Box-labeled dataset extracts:

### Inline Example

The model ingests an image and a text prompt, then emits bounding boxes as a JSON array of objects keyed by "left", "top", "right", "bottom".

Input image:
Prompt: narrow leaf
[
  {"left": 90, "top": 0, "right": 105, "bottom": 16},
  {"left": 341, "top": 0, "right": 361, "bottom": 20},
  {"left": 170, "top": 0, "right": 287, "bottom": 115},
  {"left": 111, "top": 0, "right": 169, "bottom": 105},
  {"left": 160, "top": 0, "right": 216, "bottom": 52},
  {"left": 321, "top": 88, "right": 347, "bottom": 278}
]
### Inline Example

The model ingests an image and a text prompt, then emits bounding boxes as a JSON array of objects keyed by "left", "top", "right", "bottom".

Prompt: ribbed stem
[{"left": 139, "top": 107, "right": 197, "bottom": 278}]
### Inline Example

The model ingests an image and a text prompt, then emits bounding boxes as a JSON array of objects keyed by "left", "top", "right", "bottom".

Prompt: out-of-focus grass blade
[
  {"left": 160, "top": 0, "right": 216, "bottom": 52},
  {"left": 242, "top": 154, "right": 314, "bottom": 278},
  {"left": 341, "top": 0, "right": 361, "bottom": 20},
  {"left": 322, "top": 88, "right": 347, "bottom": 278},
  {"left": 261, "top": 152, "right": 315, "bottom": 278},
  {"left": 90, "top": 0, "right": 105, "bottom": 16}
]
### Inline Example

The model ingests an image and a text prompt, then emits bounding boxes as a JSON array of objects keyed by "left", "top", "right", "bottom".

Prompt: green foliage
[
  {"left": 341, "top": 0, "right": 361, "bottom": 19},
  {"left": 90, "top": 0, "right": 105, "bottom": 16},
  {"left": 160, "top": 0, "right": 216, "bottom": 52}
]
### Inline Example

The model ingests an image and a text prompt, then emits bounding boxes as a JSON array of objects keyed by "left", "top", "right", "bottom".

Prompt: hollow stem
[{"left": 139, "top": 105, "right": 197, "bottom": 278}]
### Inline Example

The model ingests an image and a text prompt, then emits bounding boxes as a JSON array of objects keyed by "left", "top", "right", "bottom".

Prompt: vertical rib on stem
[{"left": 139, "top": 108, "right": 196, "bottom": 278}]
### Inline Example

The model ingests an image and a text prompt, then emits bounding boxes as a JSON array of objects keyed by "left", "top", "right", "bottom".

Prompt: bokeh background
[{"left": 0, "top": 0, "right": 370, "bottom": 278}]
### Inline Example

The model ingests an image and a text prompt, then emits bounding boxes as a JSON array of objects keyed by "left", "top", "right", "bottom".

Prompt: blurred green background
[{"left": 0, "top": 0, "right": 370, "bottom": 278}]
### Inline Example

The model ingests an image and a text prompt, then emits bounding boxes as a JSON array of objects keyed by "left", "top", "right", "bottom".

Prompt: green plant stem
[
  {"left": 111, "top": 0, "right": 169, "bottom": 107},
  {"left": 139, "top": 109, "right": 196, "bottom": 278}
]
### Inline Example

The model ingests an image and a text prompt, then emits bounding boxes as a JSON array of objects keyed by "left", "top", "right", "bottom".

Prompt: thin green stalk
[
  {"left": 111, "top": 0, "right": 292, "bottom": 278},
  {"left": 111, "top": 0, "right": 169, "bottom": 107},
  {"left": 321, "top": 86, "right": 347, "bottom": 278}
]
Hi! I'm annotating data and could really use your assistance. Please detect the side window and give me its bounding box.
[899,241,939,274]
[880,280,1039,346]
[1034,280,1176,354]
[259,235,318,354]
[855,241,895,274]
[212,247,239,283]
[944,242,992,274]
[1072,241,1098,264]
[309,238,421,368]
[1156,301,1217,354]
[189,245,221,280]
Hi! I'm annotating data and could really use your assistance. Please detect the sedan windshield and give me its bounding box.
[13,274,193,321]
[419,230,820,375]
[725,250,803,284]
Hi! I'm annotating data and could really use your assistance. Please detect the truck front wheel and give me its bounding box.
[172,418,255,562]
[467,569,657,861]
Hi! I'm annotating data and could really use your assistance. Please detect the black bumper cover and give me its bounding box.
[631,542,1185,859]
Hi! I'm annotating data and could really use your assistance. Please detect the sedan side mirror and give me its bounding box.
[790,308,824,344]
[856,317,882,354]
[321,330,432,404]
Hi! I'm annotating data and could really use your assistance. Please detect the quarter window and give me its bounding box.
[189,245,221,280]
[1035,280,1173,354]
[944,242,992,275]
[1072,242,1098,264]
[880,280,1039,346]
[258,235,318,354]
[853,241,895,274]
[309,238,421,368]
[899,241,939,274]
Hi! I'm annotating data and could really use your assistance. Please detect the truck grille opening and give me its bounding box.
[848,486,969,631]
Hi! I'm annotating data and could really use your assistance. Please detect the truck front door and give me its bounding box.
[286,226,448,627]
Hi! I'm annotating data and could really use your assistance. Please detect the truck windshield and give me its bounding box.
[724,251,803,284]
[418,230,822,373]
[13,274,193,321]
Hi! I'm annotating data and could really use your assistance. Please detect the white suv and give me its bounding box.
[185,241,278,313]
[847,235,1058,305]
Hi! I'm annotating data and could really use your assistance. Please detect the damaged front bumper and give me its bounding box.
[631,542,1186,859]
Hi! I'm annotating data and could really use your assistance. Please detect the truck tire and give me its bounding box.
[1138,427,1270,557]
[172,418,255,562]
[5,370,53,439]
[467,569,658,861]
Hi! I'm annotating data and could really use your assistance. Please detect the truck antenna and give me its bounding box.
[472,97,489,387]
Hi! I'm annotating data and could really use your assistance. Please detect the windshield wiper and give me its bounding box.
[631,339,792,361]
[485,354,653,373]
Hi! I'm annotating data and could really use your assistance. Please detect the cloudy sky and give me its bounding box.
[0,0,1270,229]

What to do → Duplicate every line of the items above without any changes.

Solution for this task →
### Inline Example

The model ingests an image and a text prompt, then emits bounding boxes as a JSON array of objects keyed by "left", "top", "right", "bottom".

Input image:
Prompt: narrow leaf
[
  {"left": 90, "top": 0, "right": 105, "bottom": 16},
  {"left": 341, "top": 0, "right": 361, "bottom": 20},
  {"left": 170, "top": 0, "right": 287, "bottom": 115},
  {"left": 111, "top": 0, "right": 169, "bottom": 105},
  {"left": 160, "top": 0, "right": 216, "bottom": 52},
  {"left": 321, "top": 88, "right": 347, "bottom": 278}
]
### Inline Example

The model ingests an image and a text prompt, then emits bounding boxes as a JSON array of objects keyed by "left", "top", "right", "bottom".

Prompt: ribbed stem
[{"left": 139, "top": 107, "right": 197, "bottom": 278}]
### Inline Example

The model ingests an image and a text prompt, then emits bounding boxes as a JSON array of objects keyed by "left", "top", "right", "bottom".

Prompt: out-of-focus grass blade
[
  {"left": 160, "top": 0, "right": 216, "bottom": 52},
  {"left": 242, "top": 154, "right": 314, "bottom": 278},
  {"left": 341, "top": 0, "right": 361, "bottom": 20},
  {"left": 322, "top": 88, "right": 347, "bottom": 278},
  {"left": 261, "top": 152, "right": 315, "bottom": 278},
  {"left": 90, "top": 0, "right": 105, "bottom": 16}
]
### Inline Example

The model ingests an image and a text prompt, then emits bounding boxes as a JSON array of objects keyed by "left", "top", "right", "bottom".

Prompt: green foliage
[
  {"left": 341, "top": 0, "right": 361, "bottom": 19},
  {"left": 90, "top": 0, "right": 105, "bottom": 16},
  {"left": 160, "top": 0, "right": 216, "bottom": 52}
]
### Inline Example

The model ingests an image and a text prompt, then emits bounding boxes as a JSON array of objects keyed by "left", "top", "right", "bottom".

Prompt: hollow stem
[{"left": 139, "top": 105, "right": 197, "bottom": 278}]
### Inline Example

The model ingests an image and a text prompt, then emits bounding boxes as a JSON array of objects keyed by "left", "top", "right", "bottom".

Prompt: vertical rib on stem
[{"left": 139, "top": 108, "right": 196, "bottom": 278}]
### Inline Example

The model ingests an image and a text prompt, then emits bounding boxes as a JSON array of objects keyed by "left", "top", "right", "bottom".

Prompt: bokeh background
[{"left": 0, "top": 0, "right": 370, "bottom": 278}]
### Inline Example

The model ingests an image and a text prompt, then emits bounding boxes as a JSON array of objects keyed by "left", "top", "right", "bottom".

Prompt: blurred green background
[{"left": 0, "top": 0, "right": 370, "bottom": 278}]
### Inline Example

The model ingests an image and a text prompt, then emits bounding boxes as a JSON array of objects keyed by "left", "top", "right", "bottom".

Prompt: green plant stem
[
  {"left": 111, "top": 0, "right": 169, "bottom": 107},
  {"left": 139, "top": 109, "right": 196, "bottom": 278}
]
### Inline Example

The model ingests an image and a text prompt, then emits bounding boxes as a JSON array of objects keyed by "left", "top", "right", "bottom".

Prompt: thin green stalk
[
  {"left": 111, "top": 0, "right": 292, "bottom": 278},
  {"left": 111, "top": 0, "right": 169, "bottom": 107},
  {"left": 321, "top": 86, "right": 347, "bottom": 278}
]
Hi! I'm annotating data and could really use your assistance. Please detect the side window and give me its bounding box.
[899,241,939,274]
[880,280,1039,346]
[1034,280,1176,354]
[259,235,318,354]
[855,241,895,274]
[212,247,239,283]
[944,242,992,274]
[1072,241,1098,264]
[309,238,421,368]
[1156,301,1217,354]
[189,245,221,280]
Hi! I'm annotating data and could really use your assistance. Please detect the sedan windshield and give me its bounding box.
[13,274,193,321]
[419,230,820,375]
[725,250,803,284]
Hi! I'm annotating data and could really use your assistance. Please detect the truck front wheel and give me its bounding box.
[172,418,255,562]
[467,569,657,861]
Hi! I'm annotating data and could really use your assistance. Please detect the black bumper cover and give me its bounding box.
[631,542,1185,859]
Hi! I'm annotating data and could really use your assistance. Please detect the sedan side mirror and give me its bounding box.
[790,308,824,344]
[856,317,882,354]
[321,330,432,404]
Hi! I'm annotating data and could really use your assistance. Please detect the quarter window and give me its bounding box.
[189,245,221,280]
[1035,280,1173,354]
[944,242,992,275]
[1072,242,1098,264]
[880,280,1039,346]
[258,235,318,354]
[853,241,895,274]
[309,238,421,368]
[899,241,939,274]
Hi! I'm annotating data and could really use your assistance. Please detect the truck grille opening and give me its bounding box.
[848,486,969,631]
Hi! I'm annotating data and could really use your assistance. Please detect the truck front door and give me its bounding box.
[286,226,448,627]
Hi! I'm annotating data and could really use your assistance. Please detect the truck windshield and give me its bounding box.
[724,251,803,284]
[418,230,822,373]
[13,274,193,321]
Hi! I'm annotating data and could really use your assistance. Please detect the white suv and give me its bounding box.
[185,241,278,313]
[847,235,1058,305]
Hi! I'm annotating data and could really use your assistance. Please detect the damaged front bumper and give me its bounding box.
[631,542,1186,859]
Hi! I'm annotating data and could really use your assistance. Please detect the truck tire and give me its bounding box.
[1138,427,1270,557]
[172,418,255,562]
[5,370,53,439]
[467,569,658,861]
Hi! I'm annotating data and could really use your assistance. Please detect the truck antenna and give me its bounding box.
[472,97,489,387]
Hi! I'm annotating data and could really use your assistance. Please detect the windshield wiper and give me its bounding box.
[631,339,792,361]
[485,354,653,373]
Hi! I'm annotating data and could really use your assistance. Please detect the cloudy sky and give me its bounding box.
[0,0,1270,229]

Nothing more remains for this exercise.